A Perl Hacker's Foray into .NET

No, I haven’t sold out; I haven’t gone over to the dark side; I haven’t been bought. I’m one of the last people to be using closed-source software by choice. But one of the traits of any self-respecting hacker is curiosity, and so when he hears about some cool new technology, he’s almost obliged to check it out and see whether there’s anything he can learn from it. So this particular Perl hacker took a look at Microsoft’s .NET Framework, and, well, Mikey, I think he likes it.

What Is .NET?

When something’s as incredibly hyped as Microsoft’s .NET project, it’s hard to convince people that there’s a real working technology underneath it. Unfortunately, Microsoft doesn’t do itself any favors by slapping the .NET moniker on anything they can. So let’s clarify what we’re talking about.

.NET is applied to anything with the broad notion of “Web services” – from the Passport and Hailstorm automated privacy-deprivation services and the Web-service-enabled versions of operating systems and application products to the C# language and the Common Language Runtime. But there is an underlying theme and it goes like this: The .NET Framework is an environment based on the Common Language Runtime and (to some extent) the C# language, for creating portable Web services.

So for our exploration, the components of the .NET Framework that we care about are the Common Language Runtime and the C# language. And to nail it down beyond any doubt, these are things that you can download and use today. They’re real, they exist and they work.

— Material provided —
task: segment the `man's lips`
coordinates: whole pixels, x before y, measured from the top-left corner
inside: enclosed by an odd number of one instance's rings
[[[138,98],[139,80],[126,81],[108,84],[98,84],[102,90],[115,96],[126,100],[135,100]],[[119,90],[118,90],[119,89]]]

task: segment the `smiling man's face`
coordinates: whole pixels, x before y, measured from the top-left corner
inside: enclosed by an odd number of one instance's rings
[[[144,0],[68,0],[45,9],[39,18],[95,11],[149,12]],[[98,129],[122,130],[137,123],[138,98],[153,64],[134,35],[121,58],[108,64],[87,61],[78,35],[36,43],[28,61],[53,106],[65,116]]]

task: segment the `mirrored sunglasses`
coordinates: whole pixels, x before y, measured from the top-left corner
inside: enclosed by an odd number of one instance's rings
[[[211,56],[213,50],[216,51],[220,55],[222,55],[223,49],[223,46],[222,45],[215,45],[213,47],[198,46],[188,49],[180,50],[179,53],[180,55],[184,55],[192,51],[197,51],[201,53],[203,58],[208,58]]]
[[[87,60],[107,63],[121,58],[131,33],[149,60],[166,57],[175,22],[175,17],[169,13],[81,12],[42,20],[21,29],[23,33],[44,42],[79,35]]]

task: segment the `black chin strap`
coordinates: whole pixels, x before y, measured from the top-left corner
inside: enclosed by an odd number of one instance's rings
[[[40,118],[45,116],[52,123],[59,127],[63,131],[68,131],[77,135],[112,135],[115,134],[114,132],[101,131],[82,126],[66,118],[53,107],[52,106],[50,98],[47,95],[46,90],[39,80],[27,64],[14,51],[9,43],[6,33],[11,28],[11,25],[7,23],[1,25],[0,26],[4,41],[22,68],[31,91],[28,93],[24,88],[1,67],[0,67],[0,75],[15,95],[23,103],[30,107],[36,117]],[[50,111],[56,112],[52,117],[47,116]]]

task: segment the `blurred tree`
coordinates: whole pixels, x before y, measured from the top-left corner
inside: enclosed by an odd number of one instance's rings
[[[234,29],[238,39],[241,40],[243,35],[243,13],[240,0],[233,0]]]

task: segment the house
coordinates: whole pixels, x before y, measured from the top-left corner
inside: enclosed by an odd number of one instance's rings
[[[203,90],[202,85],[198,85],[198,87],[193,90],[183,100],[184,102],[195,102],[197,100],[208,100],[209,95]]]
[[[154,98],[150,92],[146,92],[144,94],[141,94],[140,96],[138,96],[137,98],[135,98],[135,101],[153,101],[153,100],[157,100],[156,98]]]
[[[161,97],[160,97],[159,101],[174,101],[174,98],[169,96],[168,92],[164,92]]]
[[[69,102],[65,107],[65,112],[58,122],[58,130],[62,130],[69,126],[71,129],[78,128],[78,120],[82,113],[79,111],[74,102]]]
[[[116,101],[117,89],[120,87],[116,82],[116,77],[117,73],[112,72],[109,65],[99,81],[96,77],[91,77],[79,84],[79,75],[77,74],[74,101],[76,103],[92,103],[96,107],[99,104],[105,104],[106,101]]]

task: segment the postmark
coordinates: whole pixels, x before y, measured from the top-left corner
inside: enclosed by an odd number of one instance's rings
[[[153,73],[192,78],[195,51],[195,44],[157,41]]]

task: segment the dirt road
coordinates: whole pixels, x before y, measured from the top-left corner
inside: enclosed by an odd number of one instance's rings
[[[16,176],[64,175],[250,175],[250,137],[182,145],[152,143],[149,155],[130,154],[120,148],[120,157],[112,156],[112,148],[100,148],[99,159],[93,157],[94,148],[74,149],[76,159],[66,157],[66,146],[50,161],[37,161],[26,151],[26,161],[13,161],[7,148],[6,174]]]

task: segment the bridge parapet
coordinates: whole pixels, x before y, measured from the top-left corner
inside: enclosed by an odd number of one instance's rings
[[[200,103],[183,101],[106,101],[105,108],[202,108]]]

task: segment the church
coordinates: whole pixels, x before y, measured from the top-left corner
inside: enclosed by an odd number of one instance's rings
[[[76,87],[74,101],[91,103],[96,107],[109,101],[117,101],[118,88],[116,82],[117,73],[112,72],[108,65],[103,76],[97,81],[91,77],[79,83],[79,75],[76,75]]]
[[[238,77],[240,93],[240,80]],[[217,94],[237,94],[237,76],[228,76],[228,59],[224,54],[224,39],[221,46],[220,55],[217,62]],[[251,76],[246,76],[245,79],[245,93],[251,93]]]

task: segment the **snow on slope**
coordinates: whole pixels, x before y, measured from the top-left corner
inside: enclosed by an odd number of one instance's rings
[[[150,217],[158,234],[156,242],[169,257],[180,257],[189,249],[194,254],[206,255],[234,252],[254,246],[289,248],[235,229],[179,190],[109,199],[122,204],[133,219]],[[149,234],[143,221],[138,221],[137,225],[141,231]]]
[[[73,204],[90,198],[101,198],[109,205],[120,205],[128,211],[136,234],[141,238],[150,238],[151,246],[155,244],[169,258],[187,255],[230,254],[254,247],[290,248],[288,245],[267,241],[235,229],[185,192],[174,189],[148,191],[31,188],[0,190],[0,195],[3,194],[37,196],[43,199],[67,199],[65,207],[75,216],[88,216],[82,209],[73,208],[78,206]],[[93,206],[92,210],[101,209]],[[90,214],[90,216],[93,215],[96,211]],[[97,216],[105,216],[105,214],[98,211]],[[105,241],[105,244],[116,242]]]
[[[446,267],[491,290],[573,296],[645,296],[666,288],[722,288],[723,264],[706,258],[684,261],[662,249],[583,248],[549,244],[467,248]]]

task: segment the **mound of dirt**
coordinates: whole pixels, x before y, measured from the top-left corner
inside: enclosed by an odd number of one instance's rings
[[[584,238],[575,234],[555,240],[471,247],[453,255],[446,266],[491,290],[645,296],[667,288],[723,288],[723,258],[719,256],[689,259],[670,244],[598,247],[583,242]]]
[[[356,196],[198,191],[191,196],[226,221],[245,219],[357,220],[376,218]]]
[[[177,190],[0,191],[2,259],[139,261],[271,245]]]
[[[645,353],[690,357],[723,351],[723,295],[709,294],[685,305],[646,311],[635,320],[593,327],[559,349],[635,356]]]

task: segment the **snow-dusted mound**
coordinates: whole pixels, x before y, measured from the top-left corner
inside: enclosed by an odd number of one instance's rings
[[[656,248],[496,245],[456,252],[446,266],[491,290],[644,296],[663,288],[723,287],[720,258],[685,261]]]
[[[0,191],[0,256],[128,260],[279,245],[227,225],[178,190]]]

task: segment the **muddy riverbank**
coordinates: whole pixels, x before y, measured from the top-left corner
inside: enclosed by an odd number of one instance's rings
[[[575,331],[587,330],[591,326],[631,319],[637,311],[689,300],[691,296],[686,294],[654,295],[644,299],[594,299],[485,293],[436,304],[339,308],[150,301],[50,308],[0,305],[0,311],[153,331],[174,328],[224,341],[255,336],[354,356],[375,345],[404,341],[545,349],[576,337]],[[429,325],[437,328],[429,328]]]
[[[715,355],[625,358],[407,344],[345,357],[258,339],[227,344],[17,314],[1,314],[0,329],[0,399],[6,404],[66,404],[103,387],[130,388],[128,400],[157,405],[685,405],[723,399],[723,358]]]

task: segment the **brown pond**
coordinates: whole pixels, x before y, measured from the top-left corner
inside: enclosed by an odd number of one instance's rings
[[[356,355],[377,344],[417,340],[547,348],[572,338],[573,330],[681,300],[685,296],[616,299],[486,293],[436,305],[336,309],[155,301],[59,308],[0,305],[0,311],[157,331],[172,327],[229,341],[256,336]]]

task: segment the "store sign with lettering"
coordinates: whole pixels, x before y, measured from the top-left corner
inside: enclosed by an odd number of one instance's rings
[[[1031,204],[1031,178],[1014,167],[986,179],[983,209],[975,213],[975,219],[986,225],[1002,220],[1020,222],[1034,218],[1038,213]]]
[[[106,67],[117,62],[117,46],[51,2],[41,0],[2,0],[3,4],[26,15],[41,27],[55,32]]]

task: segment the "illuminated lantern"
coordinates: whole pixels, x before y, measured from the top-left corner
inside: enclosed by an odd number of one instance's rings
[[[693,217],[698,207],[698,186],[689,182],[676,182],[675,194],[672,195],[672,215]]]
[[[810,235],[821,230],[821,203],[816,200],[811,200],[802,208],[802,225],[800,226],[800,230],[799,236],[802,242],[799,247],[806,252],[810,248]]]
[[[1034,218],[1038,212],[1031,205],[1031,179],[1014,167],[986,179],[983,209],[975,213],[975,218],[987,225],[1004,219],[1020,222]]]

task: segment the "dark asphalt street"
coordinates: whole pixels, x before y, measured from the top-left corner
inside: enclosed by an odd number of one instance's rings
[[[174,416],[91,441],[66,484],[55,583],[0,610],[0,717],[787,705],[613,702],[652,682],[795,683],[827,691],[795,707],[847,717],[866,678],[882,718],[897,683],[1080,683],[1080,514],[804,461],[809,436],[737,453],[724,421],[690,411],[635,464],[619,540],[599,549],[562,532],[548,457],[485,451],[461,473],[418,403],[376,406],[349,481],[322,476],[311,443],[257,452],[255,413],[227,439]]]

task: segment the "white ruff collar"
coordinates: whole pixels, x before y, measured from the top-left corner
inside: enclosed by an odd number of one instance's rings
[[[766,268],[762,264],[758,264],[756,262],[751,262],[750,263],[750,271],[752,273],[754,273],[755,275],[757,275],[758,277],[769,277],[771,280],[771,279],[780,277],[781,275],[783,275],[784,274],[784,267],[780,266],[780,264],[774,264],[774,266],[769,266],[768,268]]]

— Problems to work on —
(a) In the article about a Perl hacker trying .NET, rewrite the paragraph beginning ".NET is applied to anything" as a short bulleted list that keeps its main facts.
(b) In the article about a Perl hacker trying .NET, which two components of the .NET Framework does the exploration focus on?
(c) Write the next part of the article about a Perl hacker trying .NET, starting after its final sentence.

— Answers —
(a)
- Microsoft applies the .NET label to anything connected to the broad idea of "Web services."
- This includes the Passport and Hailstorm services, Web-service-enabled operating systems and application products, the C# language and the Common Language Runtime.
- The underlying theme is that the .NET Framework is an environment for creating portable Web services.
- It is based on the Common Language Runtime and, to some extent, the C# language.

(b) The Common Language Runtime and the C# language.

(c)
Let’s begin with the CLR. The CLR is, in essence, a virtual machine for C# much like the Java VM, but which is specifically designed to allow a wide variety of languages other than C# to run on it. Does this ring any bells with Perl programmers? Yes, it’s not entirely dissimilar to the idea of the Parrot VM, the host VM for Perl 6 but designed to run other languages as well.

But that’s more or less where the similarity ends. For starters, while Parrot is chiefly intended to be ran as an interpreted VM but has a “bolted-on” JIT, CLR is expected to be JITted from the get-go. Microsoft seems to want to avoid the accusations of slowness leveled at Java by effectively requiring JIT compilation.

Another “surface” distinction between Parrot and CLR is that the languages supported by the CLR are primarily statically typed languages such as C#, J#, (a variant of Java) and Visual Basic .NET. The languages Parrot aims to support are primarily dynamically typed, allowing run-time compilation, symbolic variable access, (try doing ${"Package::$var"} in C#…) closures, and other relatively wacky operations.

To address these sorts of features, the Project 7 research project was set up to provide .NET ports for a variety of “academic” languages. Unfortunately, it transpires that this has highlighted some limitations of the CLR, and so almost all of the implementations have had to modify their target languages slightly or drop difficult features. For instance, the work on Mercury turned up some deficiencies in CLR’s Common Type System that would also affect a Perl implementation. We’ll discuss these deficiencies later when we examine how Perl and the .NET Framework can interact.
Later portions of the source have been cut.